### TEXT PASSAGE
Rimworld screenshot courtesy Ludeon Studios

Among RimWorld’s many craftable objects are sculptures. Bad sculptors make trash; good sculptors make beautiful works that pawns like to be around. In addition to boosting the moods of pawns, these sculptures depict events in the colony’s history. Build enough sculptures, and you might have a complete history on your hands.

“On this piece is an artwork of Mark ‘Mudman’ Modderman capturing Pig Ler with obviously excessive force. Pig is injured and seems to be in pain. There is a badger near the edge of the image, while the work suggests the concept of seclusion. This portrayal tells the story of the capturing of Pig on 6th of winter, 5499.”

One of my settlers had made a sculpture, and this was the description. When I first read it, I was startled. I remembered that fight.I also remembered my thoughts during that fight. My colony needed people. If I nursed Pig Ler back to health, he could join us. On the other hand, this would require first aid, food, and space. Resources were at a premium, but Pig Ler represented a potential profit. He wasn’t a person, he was a bundle of pros and cons. We eventually convinced Pig Ler to join our colony. Mudman died of the flu a month later.

But it wasn’t until one of my colonists made this sculpture long after these events that I actually recalled the fight, and in so doing began to think of it differently. At the time, it had been merely one decision tree among many others. The sculpture reframed it as an actual event in both the context of the game’s fiction and in my experience of the game. That was the moment when Pig Ler had come aboard; it was also the moment when I’d made a decision that had used our food and first aid, and possibly inadvertently caused Mudman’s death. It felt like coming to the top of a mountain, turning, and finally seeing the forest instead of just decision trees.

RimWorld makes no attempt to actually understand its stories: They don’t have any mechanical effect on the sculptures they appear on, and the clumsy sentences that they’re written in bear clear evidence of the programming that handles their transformations from events into text. Yet even this slight, sidelong aspect of the game represented a new way of historicizing what I made my pawns do.

courtesy Ludeon Studios

The more of these sculptures I read, the more my time with the game cohered into a continuous narrative bearing the mark of individual choices I’d made. It was a story that I was invited to look back on, something that I’d experienced but could still be surprised by. And after my pawns had made a few of these sculptures, they’d begun to affect how I looked forward, too. My experience of RimWorld became suffused with possibility: I felt that I was free to play the game in the way that felt most natural to me, and that the game would dutifully record my time with the game, no matter how I spent it.

What shattered those feelings of freedom and potential was Claudia Lo’s piece on RimWorld from the end of last year. Lo was curious about the game’s portrayal of romantic relationships, so she went through the game’s source code and discovered some peculiarities in how it handled gender and sexuality. To name a few: RimWorld had no completely straight women, that women were overwhelmingly less likely to start romantic relationships, that there were no bisexual men, that individuals with disabilities were universally less attractive, and that physical beauty was solely responsible for determining attractiveness.

### DATASET RECORDS
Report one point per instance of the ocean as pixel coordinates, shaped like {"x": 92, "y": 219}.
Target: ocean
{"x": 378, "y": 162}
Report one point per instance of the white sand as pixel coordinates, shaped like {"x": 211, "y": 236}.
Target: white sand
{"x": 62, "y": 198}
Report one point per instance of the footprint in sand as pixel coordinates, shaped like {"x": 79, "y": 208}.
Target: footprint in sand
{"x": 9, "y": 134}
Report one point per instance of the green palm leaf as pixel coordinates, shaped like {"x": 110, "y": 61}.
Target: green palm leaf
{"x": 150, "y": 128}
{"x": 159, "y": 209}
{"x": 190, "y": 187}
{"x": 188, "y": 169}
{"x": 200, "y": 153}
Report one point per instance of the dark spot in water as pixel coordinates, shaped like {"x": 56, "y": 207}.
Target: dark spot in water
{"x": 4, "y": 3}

### CHALLENGES
a. In the essay about RimWorld sculptures, what happened to Mudman a month after Pig Ler was captured?
b. Please continue the essay about RimWorld sculptures, picking up right after its final sentence.

### EXERCISE RESPONSES
a. Mudman died of the flu.

b.
No matter how inclusive or attentive a game might be in recording the player’s actions, the player themself is necessarily limited to what the game’s world allows for. And this, too, is subject to editorialization. In building these digital worlds rife with possibility, the developers are necessarily making decisions about the horizon of the possible and what rules run these worlds. Whether this limitation is apparent (as in Mordor) or concealed (as in RimWorld), these constraints are always present—the games that seem to have lifted them have only naturalized them, rendering them invisible through a “preemptive and violent circumscription of reality” (as Judith Butler writes in Gender Trouble).

RimWorld‘s sexual politics are a particularly brazen example of this, but, in truth, this circumscription is at the heart of any game that tries to simulate reality’s messy complexity. Making a sim requires making decisions about what systems are necessary for players to feel like the game is a sophisticated and responsive system that rigorously models the real world, and what systems can be left out without damaging the fabric of the fiction.

These judgments about inclusion or exclusion are frequently going to seem intuitive to us, the players—that’s the point. Of course RimWorld has a detailed system for appetite and satiation; survival games always have starvation mechanics. Of course it doesn’t claim to accurately model the ways people fall in love; they’re ambiguous, and confusing, and not very relevant to building a space colony anyway. But even when these choices make sense to us, when they seem organic or natural, they are still choices. They are still the product of a person deciding what matters and what does not. There’s no such thing as a history without these decisions—there’s no history that isn’t an expression of belief.